Line for line, return the data exactly, omitting all pictures.

(Saved entries)

::::::::

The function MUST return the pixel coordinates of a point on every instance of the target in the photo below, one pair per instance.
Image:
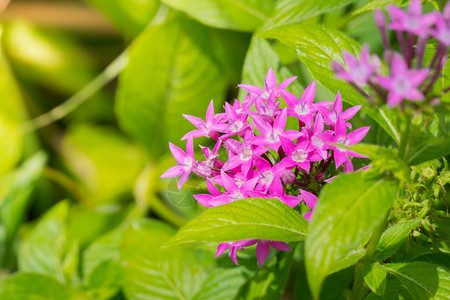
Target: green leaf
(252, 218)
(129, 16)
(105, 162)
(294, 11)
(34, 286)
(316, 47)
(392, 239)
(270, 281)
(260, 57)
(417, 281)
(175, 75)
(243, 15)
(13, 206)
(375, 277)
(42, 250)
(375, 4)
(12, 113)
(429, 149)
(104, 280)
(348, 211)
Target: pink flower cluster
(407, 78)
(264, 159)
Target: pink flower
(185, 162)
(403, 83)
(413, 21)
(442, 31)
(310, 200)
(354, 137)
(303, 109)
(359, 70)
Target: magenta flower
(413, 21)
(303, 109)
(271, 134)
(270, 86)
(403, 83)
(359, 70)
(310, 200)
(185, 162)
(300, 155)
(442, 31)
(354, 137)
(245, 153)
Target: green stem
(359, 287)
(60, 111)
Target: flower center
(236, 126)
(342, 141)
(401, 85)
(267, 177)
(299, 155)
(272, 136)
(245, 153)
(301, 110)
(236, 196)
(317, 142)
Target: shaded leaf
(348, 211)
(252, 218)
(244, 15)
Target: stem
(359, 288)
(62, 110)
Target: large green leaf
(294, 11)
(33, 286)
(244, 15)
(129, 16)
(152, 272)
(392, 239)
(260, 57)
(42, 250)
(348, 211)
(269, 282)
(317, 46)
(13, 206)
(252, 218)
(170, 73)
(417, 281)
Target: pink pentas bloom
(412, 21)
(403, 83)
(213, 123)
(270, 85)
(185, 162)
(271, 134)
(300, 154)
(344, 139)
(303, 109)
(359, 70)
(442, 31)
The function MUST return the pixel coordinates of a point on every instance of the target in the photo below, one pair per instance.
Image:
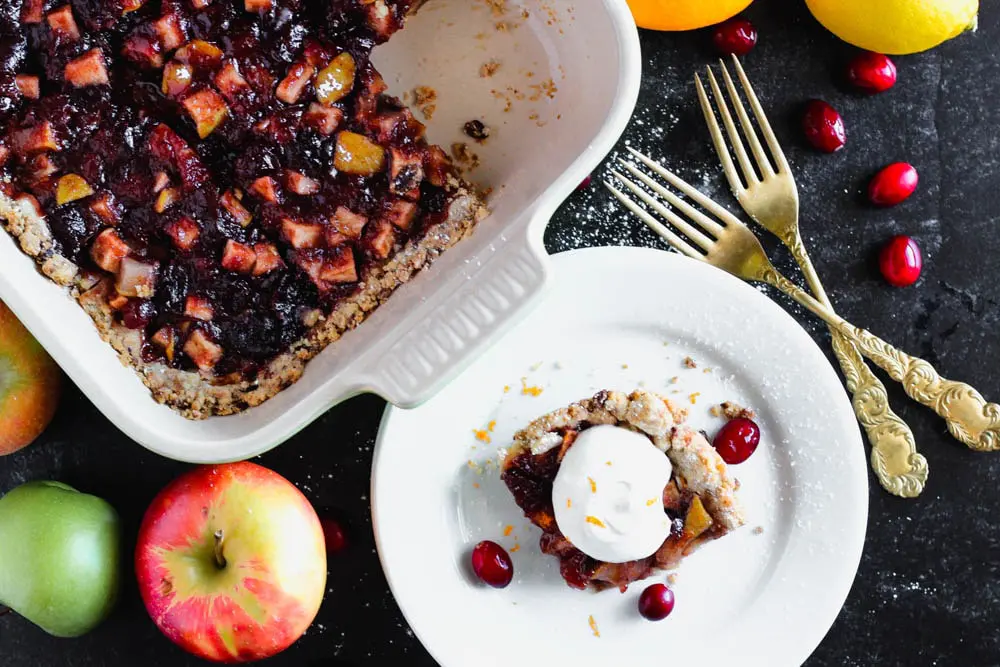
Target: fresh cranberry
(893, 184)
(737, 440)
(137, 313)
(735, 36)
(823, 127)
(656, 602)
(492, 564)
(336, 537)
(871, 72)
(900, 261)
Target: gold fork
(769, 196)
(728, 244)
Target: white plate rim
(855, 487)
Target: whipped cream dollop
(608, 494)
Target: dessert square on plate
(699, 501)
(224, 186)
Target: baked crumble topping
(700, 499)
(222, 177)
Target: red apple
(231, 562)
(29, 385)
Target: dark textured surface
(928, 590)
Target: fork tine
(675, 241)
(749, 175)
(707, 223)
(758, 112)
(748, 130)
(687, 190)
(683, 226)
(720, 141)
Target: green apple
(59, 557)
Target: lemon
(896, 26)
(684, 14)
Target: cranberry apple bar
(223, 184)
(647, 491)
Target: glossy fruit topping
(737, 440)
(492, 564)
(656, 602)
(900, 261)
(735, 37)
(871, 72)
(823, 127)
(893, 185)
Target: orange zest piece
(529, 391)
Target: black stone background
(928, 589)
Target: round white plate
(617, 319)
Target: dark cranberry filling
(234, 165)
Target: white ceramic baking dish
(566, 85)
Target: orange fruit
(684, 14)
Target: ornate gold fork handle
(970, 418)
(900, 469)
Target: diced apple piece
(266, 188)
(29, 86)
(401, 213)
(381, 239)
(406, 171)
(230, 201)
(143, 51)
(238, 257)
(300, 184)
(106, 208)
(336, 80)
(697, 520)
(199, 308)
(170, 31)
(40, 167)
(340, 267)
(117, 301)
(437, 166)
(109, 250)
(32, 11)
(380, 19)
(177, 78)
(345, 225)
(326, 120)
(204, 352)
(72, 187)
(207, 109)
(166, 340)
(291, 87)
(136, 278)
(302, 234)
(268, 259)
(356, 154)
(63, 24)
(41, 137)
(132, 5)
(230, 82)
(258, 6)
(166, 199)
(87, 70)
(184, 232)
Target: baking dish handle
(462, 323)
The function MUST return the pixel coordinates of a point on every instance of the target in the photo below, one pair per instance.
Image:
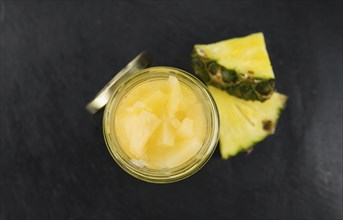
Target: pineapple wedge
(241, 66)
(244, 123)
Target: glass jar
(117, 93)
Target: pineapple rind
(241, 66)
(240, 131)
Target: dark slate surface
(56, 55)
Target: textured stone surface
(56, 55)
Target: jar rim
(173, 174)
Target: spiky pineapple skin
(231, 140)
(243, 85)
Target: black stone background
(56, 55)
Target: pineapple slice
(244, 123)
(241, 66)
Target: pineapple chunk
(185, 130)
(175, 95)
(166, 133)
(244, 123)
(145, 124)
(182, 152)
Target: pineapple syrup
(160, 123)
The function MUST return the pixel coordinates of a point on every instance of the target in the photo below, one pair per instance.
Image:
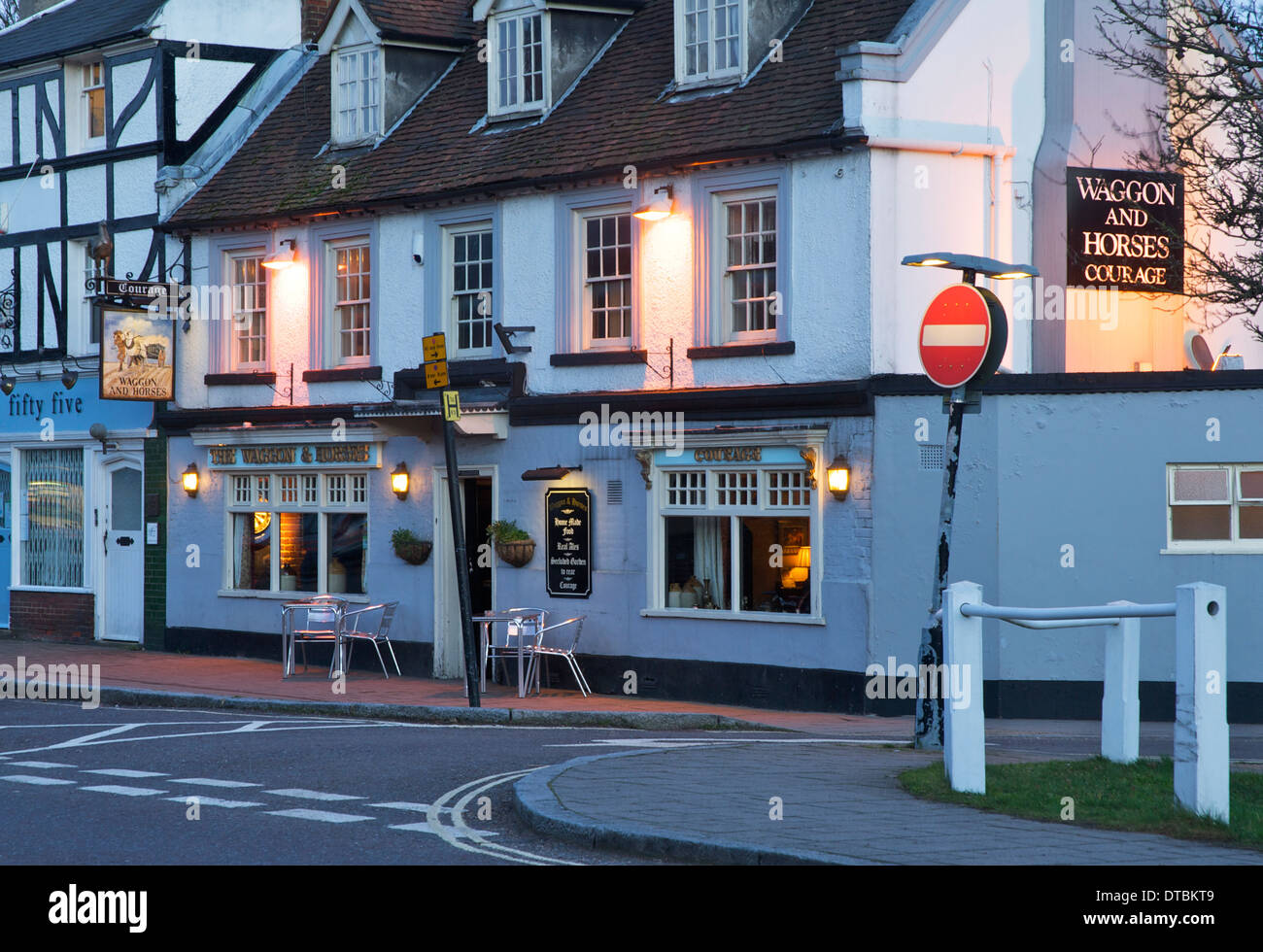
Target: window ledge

::::::::

■ **Response area**:
The function MUST return the pixel coordinates of a point on every instance of the target in the photo below, one pair per instance.
Image:
Target: green leaf
(252, 218)
(129, 16)
(105, 162)
(294, 11)
(34, 286)
(316, 47)
(392, 239)
(270, 281)
(260, 57)
(417, 281)
(175, 75)
(243, 15)
(13, 206)
(375, 277)
(42, 250)
(375, 4)
(12, 113)
(429, 149)
(104, 280)
(348, 211)
Target: pink flower cluster
(407, 78)
(264, 159)
Target: pink flower
(185, 162)
(403, 83)
(413, 21)
(442, 31)
(310, 200)
(354, 137)
(303, 109)
(359, 70)
Target: magenta flower
(413, 21)
(303, 109)
(271, 134)
(270, 86)
(403, 83)
(359, 70)
(310, 200)
(185, 162)
(300, 155)
(442, 31)
(354, 137)
(245, 153)
Target: green stem
(359, 287)
(60, 111)
Target: flower center
(236, 126)
(342, 141)
(401, 85)
(267, 177)
(299, 155)
(272, 136)
(245, 153)
(301, 110)
(236, 196)
(317, 142)
Target: shaded leaf
(348, 211)
(252, 218)
(244, 15)
Target: stem
(359, 288)
(62, 110)
Target: large green leaf
(294, 11)
(33, 286)
(244, 15)
(129, 16)
(152, 272)
(392, 239)
(260, 57)
(42, 250)
(348, 211)
(269, 282)
(317, 46)
(13, 206)
(252, 218)
(170, 73)
(417, 281)
Target: pink pentas bloom
(412, 21)
(403, 83)
(213, 123)
(270, 85)
(185, 162)
(271, 134)
(300, 154)
(344, 139)
(303, 109)
(359, 70)
(442, 31)
The function MUST return the pixel coordinates of a point on every instance of the target in the photo below, one pair per instance.
Image:
Target: fresh cranberry
(893, 184)
(737, 440)
(137, 313)
(735, 36)
(823, 127)
(656, 602)
(492, 564)
(336, 537)
(871, 72)
(900, 261)
Target: gold fork
(769, 196)
(728, 244)
Target: white plate rim
(855, 487)
Target: whipped cream dollop
(608, 494)
Target: dessert square on plate
(699, 501)
(224, 186)
Target: baked crumble topping
(700, 499)
(222, 177)
Target: red apple
(231, 562)
(29, 385)
Target: dark textured surface
(928, 590)
Target: fork tine
(675, 241)
(749, 175)
(707, 223)
(758, 112)
(748, 130)
(687, 190)
(683, 226)
(720, 141)
Target: green apple
(59, 557)
Target: lemon
(896, 26)
(684, 14)
Target: cranberry apple bar
(223, 184)
(647, 491)
Target: glossy fruit topping
(737, 440)
(492, 564)
(656, 602)
(900, 261)
(735, 37)
(871, 72)
(823, 127)
(893, 185)
Target: orange zest piece
(529, 391)
Target: black stone background
(928, 589)
Target: round white plate
(617, 319)
Target: dark cranberry filling
(234, 165)
Target: white ceramic baking dish
(566, 85)
Target: orange fruit
(684, 14)
Target: ornate gold fork handle
(970, 418)
(900, 469)
Target: diced apple piece
(266, 188)
(29, 86)
(401, 213)
(381, 239)
(406, 171)
(230, 201)
(143, 51)
(238, 257)
(300, 184)
(106, 208)
(336, 80)
(697, 520)
(199, 308)
(170, 31)
(40, 167)
(340, 267)
(117, 301)
(437, 166)
(109, 250)
(32, 11)
(380, 19)
(177, 78)
(345, 225)
(326, 120)
(204, 352)
(72, 187)
(207, 109)
(166, 340)
(291, 87)
(136, 278)
(302, 234)
(268, 259)
(356, 154)
(63, 24)
(41, 137)
(132, 5)
(230, 82)
(258, 6)
(166, 199)
(87, 70)
(184, 232)
Target: baking dish handle
(462, 323)
The function MUST return the pixel coordinates of a point on every instance of the target in the photo below, one pair per instance.
Image:
Target: pineapple wedge
(241, 66)
(244, 123)
Target: glass jar
(117, 93)
Target: pineapple rind
(241, 66)
(240, 131)
Target: dark slate surface
(56, 55)
Target: textured stone surface
(56, 55)
Target: jar rim
(173, 174)
Target: spiky pineapple skin
(231, 140)
(243, 85)
Target: black stone background
(56, 55)
Target: pineapple slice
(244, 123)
(241, 66)
Target: pineapple chunk
(185, 130)
(175, 95)
(166, 133)
(244, 123)
(145, 124)
(182, 152)
Target: pineapple syrup
(160, 123)
The function MUST return the pixel coordinates of a point on every instance of the target in the photo below, one pair per instance.
Image:
Target: window ledge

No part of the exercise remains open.